» **Items**
▼

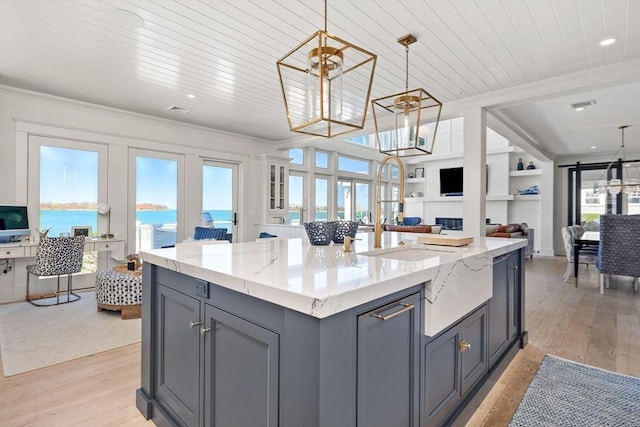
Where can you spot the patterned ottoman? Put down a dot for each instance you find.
(117, 290)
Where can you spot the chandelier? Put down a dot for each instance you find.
(621, 184)
(403, 110)
(326, 83)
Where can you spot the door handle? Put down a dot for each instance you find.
(464, 345)
(405, 307)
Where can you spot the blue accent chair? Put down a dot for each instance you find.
(618, 249)
(210, 233)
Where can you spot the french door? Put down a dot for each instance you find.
(353, 200)
(220, 195)
(586, 202)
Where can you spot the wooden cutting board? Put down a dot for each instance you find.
(439, 239)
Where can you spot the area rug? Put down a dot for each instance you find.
(565, 393)
(34, 337)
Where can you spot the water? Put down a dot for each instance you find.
(62, 221)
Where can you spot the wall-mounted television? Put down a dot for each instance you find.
(14, 223)
(451, 182)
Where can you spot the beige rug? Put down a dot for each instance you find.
(34, 337)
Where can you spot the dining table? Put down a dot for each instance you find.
(586, 239)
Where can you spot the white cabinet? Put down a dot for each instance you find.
(276, 172)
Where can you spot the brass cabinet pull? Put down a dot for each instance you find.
(464, 345)
(405, 307)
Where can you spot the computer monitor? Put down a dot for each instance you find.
(14, 223)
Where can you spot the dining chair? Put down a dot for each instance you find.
(56, 256)
(568, 237)
(618, 249)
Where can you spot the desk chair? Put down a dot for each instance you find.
(209, 233)
(57, 256)
(618, 249)
(568, 237)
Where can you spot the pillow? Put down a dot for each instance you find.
(209, 233)
(492, 228)
(411, 220)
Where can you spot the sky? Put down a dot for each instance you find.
(69, 175)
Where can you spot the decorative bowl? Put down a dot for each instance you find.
(320, 232)
(344, 229)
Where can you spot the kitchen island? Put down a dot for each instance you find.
(282, 333)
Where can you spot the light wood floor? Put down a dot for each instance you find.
(577, 324)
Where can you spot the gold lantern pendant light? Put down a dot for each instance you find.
(326, 84)
(402, 111)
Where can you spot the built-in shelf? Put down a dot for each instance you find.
(526, 172)
(490, 198)
(414, 180)
(527, 197)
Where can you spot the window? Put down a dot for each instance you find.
(297, 154)
(68, 189)
(348, 164)
(321, 211)
(352, 200)
(322, 160)
(66, 181)
(156, 202)
(219, 197)
(296, 199)
(366, 140)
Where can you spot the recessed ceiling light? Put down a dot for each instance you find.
(608, 42)
(582, 105)
(178, 109)
(126, 19)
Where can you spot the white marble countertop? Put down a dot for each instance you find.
(324, 280)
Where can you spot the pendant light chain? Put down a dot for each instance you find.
(325, 16)
(406, 77)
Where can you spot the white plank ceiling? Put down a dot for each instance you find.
(224, 53)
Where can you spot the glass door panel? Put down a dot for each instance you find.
(344, 199)
(156, 202)
(321, 211)
(296, 199)
(219, 195)
(361, 208)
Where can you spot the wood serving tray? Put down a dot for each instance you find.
(408, 228)
(439, 239)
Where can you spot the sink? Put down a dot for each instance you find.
(408, 253)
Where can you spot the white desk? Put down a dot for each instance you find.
(29, 249)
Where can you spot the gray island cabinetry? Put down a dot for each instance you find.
(215, 355)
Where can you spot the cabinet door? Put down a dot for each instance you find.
(498, 307)
(241, 372)
(388, 365)
(472, 348)
(441, 376)
(177, 368)
(513, 287)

▲

» **Given problem**
Only the lines from the one that contains "Where can you spot the pillow?" through the last line should be repeated, each exactly as it stands, with both ends included.

» **Written solution**
Where can you spot the pillow? Put down a dot for each instance you find.
(209, 233)
(492, 228)
(411, 220)
Where can you spot the sky? Put down a dot for each instance you find.
(69, 175)
Where can you spot the decorative bowl? Put down a dot for each instance you find.
(320, 232)
(344, 229)
Where can you spot the kitchen island? Put down a dot for each instance you find.
(282, 333)
Where can you spot the light wood floor? Put down a dot for each instance you find.
(577, 324)
Where can you spot the gold lantern pendant light? Put down a dot for each instance you find.
(326, 84)
(402, 111)
Where can you spot the built-in shelf? Put down a dot for each instance you find.
(526, 172)
(490, 198)
(414, 180)
(527, 197)
Where can you spot the window? Put down a dot for each instance you find.
(297, 154)
(68, 189)
(348, 164)
(321, 211)
(352, 200)
(322, 160)
(66, 181)
(156, 202)
(219, 197)
(296, 199)
(366, 140)
Where can you spot the recessed ceiling light? Put down a dot for each instance you find.
(608, 42)
(582, 105)
(178, 109)
(126, 19)
Where can you spot the white marble countertop? Put down a dot for each instance you find.
(324, 280)
Where can you spot the pendant light chain? Put down a dot for each instance you find.
(325, 16)
(406, 77)
Where can you spot the white plank ceiling? Put down a dot for each instance you find.
(224, 53)
Where can you spot the glass door panel? Put down a dot for each instance you find.
(344, 199)
(156, 202)
(321, 211)
(296, 199)
(219, 195)
(361, 208)
Where can you spot the wood serving tray? Put down a dot for each instance you find.
(408, 228)
(439, 239)
Where can you spot the sink? Put down a dot for each instance you find.
(408, 253)
Where can you spot the white desk? Put down a dot for each instance you find.
(29, 249)
Where can you spot the gray island cabinetry? Put down a dot for each instance you find.
(215, 355)
Where can you spot the cabinet door? Put down a dot for each instance you find.
(498, 307)
(241, 372)
(388, 365)
(472, 348)
(441, 376)
(177, 368)
(513, 287)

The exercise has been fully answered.